| name | blog-scraper |
| description | Fetch and compress blog articles from tech-lab.sios.jp into the doc/ directory with token usage statistics and OGP metadata |
Blog Scraper Skill
Overview
This skill fetches blog articles from tech-lab.sios.jp/archives/*, compresses the HTML content by removing unnecessary attributes and whitespace, and saves the result to the doc/ directory with metadata.
When to Use
- User requests to fetch a specific blog article
- User wants to update existing cached articles
- User needs to scrape multiple articles for analysis or documentation
Usage
Single Article
URL=https://tech-lab.sios.jp/archives/[article-id] npm run scraper
Example:
URL=https://tech-lab.sios.jp/archives/48397 npm run scraper
Multiple Articles
For multiple articles, run the command sequentially for each URL.
Output
The scraper will:
- Fetch and parse the HTML from the specified URL
- Extract content using the CSS selector
section.entry-content - Compress by removing:
- Scripts, styles, and noscript tags
- Class, ID, and style attributes
- Whitespace between tags
- Preserve:
- Image alt text as
[画像: alt] - Image src URLs
- Link href attributes
- Image alt text as
- Add metadata as HTML comment:
- OGP title
- Source URL
- OGP image URL
- Extraction timestamp
- Save to
docs/data/tech-lab-sios-jp-archives-[id].html - Report compression statistics:
- Token count reduction (estimated for Claude)
- Compression ratio percentages
- File size
Cache Behavior
- If the target HTML file already exists in
docs/data/, the scraper skips fetching and reports the existing file size - To re-fetch, delete the existing HTML file first
Token Estimation
The scraper estimates Claude token usage for Japanese content:
- Hiragana/Katakana: ~1.5 chars/token
- Kanji: ~1 char/token
- ASCII: ~4 chars/token
- Other: ~2 chars/token
Typical compression achieves 60-85% token reduction.
Implementation Details
See application/tools/scraper.ts for the TypeScript implementation using:
node-fetchfor HTTP requestscheeriofor HTML parsing- OGP metadata extraction
- Custom token estimation for Japanese text
Permissions Required
This skill requires the following permissions in .claude/settings.local.json:
{
"permissions": {
"allow": [
"Bash(npm run scraper:*)",
"Bash(URL=:*)"
]
}
}
Note: The Bash(URL=:*) permission uses prefix matching to allow any URL environment variable pattern. This is a broad permission - consider restricting to specific domains if needed for security.

Study material:
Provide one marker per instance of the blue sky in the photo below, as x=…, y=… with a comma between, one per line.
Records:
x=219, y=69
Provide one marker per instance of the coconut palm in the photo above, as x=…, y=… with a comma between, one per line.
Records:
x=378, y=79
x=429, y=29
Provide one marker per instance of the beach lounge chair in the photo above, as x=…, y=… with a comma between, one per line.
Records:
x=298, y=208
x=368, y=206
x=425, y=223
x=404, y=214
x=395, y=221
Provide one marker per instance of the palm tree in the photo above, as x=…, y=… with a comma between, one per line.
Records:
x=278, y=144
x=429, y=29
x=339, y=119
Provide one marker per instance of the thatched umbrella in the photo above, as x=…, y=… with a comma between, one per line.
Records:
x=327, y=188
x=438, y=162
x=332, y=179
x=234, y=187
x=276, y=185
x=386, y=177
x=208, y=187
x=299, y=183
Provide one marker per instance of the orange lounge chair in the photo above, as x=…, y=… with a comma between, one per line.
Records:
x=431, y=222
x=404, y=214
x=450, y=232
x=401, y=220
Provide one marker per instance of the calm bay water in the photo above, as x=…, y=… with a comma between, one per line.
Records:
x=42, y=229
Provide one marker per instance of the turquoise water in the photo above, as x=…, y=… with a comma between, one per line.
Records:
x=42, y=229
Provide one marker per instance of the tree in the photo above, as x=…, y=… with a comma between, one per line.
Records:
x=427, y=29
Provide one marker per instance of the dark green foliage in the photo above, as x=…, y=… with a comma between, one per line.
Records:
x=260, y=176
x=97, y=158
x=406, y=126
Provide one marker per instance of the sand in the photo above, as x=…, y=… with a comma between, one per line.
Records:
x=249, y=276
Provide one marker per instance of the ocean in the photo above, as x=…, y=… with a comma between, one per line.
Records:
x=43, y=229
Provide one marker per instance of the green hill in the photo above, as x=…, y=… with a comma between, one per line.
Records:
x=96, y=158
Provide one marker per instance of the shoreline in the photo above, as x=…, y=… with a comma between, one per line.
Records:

* * *

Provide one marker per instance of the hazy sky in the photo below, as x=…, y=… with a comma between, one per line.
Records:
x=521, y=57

* * *

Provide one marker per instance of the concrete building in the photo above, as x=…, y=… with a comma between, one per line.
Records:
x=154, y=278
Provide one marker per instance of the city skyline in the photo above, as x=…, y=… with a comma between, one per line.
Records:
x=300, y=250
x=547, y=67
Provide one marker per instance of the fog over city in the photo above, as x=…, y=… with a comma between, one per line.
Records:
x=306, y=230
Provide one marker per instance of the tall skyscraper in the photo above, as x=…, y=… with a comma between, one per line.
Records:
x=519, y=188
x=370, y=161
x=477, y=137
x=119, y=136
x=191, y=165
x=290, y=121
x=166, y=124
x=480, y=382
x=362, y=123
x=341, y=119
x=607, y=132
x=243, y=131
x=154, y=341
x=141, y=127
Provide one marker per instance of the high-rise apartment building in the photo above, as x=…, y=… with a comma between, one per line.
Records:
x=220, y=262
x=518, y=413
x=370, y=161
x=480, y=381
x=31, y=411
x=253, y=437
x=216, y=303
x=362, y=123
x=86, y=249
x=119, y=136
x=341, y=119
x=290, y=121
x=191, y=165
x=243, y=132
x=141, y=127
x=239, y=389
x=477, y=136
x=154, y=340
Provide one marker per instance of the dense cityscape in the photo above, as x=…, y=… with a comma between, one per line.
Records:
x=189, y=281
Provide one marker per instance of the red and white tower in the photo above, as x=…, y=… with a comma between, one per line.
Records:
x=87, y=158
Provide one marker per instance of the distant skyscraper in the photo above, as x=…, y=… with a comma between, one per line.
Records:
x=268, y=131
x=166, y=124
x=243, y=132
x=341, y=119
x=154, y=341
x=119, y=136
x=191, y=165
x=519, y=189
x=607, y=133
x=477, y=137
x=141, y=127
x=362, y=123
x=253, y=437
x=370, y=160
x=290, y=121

Work instruction: Reproduce the blog scraper text word for word, starting at "- Compression ratio" and ending at "60-85% token reduction.". None of the lines relate to the blog scraper text.

Response to the task:
- Compression ratio percentages
- File size
Cache Behavior
- If the target HTML file already exists in
docs/data/, the scraper skips fetching and reports the existing file size - To re-fetch, delete the existing HTML file first
Token Estimation
The scraper estimates Claude token usage for Japanese content:
- Hiragana/Katakana: ~1.5 chars/token
- Kanji: ~1 char/token
- ASCII: ~4 chars/token
- Other: ~2 chars/token
Typical compression achieves 60-85% token reduction.